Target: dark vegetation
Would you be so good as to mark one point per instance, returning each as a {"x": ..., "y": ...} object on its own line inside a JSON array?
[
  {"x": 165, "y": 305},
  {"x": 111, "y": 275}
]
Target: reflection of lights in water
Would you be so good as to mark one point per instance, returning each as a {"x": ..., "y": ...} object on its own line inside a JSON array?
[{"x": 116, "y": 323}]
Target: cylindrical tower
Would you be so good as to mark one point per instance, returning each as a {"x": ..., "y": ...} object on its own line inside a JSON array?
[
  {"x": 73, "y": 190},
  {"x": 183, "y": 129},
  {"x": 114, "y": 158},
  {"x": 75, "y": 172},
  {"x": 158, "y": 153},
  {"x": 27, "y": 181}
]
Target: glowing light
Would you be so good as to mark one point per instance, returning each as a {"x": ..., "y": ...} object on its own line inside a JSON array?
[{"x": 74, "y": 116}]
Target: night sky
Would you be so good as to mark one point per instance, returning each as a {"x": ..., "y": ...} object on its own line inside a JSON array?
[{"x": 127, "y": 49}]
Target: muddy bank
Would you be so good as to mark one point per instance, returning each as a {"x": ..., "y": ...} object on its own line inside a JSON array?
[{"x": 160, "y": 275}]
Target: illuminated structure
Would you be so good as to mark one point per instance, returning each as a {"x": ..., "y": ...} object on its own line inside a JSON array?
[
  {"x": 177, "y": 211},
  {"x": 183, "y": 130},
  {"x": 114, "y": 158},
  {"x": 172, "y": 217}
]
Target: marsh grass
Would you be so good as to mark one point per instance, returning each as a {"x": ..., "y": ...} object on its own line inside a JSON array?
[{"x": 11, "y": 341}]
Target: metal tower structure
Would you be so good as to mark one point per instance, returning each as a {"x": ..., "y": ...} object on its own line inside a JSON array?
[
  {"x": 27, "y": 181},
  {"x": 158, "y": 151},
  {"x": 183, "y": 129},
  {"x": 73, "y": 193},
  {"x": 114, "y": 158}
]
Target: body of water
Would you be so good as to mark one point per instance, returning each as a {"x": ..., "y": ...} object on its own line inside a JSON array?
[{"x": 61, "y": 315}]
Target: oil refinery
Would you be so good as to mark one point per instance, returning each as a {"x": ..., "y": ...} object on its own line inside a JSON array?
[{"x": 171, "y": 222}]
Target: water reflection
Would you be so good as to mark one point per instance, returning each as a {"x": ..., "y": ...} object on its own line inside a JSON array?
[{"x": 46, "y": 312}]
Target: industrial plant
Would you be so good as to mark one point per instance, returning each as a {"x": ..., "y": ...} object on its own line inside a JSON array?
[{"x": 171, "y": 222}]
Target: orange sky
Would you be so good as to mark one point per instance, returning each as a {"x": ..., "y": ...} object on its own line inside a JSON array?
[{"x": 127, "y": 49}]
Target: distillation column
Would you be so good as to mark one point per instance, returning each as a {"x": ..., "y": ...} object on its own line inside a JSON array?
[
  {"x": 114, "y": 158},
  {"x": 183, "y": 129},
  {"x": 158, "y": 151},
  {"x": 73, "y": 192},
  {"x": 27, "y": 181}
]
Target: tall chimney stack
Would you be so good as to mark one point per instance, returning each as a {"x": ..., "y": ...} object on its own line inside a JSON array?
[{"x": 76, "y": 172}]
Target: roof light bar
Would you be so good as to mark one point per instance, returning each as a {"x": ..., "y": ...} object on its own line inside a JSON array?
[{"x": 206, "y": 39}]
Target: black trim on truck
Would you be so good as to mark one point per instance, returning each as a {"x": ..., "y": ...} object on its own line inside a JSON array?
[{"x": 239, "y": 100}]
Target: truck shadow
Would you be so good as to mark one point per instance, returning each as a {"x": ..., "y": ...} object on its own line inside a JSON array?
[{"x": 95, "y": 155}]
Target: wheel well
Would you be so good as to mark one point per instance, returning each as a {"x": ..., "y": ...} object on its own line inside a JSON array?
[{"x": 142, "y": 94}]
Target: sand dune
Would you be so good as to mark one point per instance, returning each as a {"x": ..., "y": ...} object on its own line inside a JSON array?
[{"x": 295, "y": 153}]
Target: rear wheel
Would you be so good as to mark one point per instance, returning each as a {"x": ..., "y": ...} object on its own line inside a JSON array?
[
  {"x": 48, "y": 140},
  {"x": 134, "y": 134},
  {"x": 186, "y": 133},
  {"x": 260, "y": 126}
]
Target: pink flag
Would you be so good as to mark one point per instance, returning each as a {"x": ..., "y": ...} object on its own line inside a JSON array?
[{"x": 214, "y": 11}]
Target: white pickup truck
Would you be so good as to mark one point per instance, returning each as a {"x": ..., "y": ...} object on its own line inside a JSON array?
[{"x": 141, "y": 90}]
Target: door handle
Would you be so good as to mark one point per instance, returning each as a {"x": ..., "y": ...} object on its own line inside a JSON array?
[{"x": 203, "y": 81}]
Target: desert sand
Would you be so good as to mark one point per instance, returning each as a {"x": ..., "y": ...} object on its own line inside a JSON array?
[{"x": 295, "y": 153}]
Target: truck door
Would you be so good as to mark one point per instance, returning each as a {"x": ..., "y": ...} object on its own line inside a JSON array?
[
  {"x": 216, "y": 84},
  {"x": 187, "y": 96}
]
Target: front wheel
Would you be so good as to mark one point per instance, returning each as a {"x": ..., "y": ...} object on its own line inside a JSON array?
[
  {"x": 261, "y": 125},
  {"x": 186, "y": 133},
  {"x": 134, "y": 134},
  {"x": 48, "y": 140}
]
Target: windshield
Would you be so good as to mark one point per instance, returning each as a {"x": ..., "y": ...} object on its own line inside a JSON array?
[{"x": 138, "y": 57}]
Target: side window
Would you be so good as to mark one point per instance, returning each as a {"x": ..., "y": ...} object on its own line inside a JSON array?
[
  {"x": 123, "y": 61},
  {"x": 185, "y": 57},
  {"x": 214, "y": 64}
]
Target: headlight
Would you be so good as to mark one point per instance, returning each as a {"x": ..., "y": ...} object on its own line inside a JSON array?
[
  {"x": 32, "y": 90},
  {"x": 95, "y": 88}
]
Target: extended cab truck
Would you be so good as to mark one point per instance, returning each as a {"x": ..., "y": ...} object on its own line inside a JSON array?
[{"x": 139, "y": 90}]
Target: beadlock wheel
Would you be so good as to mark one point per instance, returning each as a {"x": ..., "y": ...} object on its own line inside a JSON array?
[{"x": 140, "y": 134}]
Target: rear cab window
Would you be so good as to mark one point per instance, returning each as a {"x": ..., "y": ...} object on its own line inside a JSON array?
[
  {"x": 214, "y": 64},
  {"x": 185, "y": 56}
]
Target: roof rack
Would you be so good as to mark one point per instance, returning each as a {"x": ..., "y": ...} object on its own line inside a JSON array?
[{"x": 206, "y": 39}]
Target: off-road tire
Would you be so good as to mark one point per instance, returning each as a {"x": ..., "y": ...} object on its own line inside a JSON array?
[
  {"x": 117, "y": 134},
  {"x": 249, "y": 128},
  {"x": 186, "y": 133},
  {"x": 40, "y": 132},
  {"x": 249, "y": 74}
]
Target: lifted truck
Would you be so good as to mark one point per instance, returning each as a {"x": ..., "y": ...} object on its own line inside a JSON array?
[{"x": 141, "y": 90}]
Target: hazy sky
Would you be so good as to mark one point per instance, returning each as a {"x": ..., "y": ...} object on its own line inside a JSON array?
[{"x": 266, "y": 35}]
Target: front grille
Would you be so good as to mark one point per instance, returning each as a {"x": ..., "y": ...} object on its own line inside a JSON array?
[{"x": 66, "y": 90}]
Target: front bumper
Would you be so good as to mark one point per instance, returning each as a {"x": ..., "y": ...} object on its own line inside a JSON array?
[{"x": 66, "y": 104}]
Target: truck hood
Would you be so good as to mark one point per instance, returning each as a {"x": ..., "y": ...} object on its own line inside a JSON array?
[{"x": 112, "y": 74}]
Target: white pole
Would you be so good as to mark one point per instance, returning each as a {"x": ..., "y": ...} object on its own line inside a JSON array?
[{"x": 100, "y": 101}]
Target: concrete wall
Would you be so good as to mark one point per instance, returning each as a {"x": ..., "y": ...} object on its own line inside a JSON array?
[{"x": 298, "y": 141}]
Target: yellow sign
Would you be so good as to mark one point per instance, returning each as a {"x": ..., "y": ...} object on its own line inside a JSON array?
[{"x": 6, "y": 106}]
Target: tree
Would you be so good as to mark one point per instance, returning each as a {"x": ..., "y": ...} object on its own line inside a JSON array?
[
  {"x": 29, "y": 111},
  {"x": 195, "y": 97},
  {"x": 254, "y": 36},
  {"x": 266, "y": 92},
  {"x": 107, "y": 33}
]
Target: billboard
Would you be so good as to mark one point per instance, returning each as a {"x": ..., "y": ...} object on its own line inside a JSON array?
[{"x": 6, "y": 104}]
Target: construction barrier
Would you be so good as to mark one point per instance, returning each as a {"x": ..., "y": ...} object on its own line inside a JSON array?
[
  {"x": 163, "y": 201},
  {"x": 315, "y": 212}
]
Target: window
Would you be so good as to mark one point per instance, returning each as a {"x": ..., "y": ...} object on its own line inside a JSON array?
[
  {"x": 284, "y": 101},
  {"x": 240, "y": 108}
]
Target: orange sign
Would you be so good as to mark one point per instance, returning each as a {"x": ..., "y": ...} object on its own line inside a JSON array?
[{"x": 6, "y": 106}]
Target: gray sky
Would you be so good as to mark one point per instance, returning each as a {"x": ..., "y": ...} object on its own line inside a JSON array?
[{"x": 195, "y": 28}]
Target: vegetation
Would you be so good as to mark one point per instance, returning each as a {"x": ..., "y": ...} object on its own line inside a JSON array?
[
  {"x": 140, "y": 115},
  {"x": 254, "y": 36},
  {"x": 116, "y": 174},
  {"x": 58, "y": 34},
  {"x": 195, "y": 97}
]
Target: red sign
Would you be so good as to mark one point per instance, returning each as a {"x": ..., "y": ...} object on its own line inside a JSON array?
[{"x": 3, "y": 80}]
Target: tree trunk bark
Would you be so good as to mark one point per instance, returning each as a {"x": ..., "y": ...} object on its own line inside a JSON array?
++++++++++++++++++++
**ASSIGNMENT:** Transcribe the listing above line for line, from the first line to the line containing "Target: muddy bank", inclusive, with no other lines.

**RESULT OF THIS TASK:**
Target: dark vegetation
Would you be so good as to mark one point per instance, returning each as a {"x": ..., "y": ...} object on its own line inside a JSON array?
[
  {"x": 165, "y": 305},
  {"x": 111, "y": 275}
]
Target: reflection of lights in water
Would you be so good as to mark one point per instance, returning each as a {"x": ..., "y": ...} object on its own line inside a JSON array?
[{"x": 116, "y": 323}]
Target: cylindrical tower
Would you be so good as to mark one point per instance, returning each as a {"x": ..., "y": ...} object on its own line inside a JSON array?
[
  {"x": 73, "y": 190},
  {"x": 183, "y": 129},
  {"x": 114, "y": 158},
  {"x": 75, "y": 172},
  {"x": 158, "y": 153},
  {"x": 27, "y": 181}
]
Target: glowing light
Would you be so good as to mark one point per instance, returning each as a {"x": ..., "y": ...} object on its own line inside a JSON array?
[{"x": 74, "y": 116}]
Target: night sky
Would you be so good as to mark one point per instance, returning each as a {"x": ..., "y": ...} object on its own line inside a JSON array?
[{"x": 127, "y": 49}]
Target: muddy bank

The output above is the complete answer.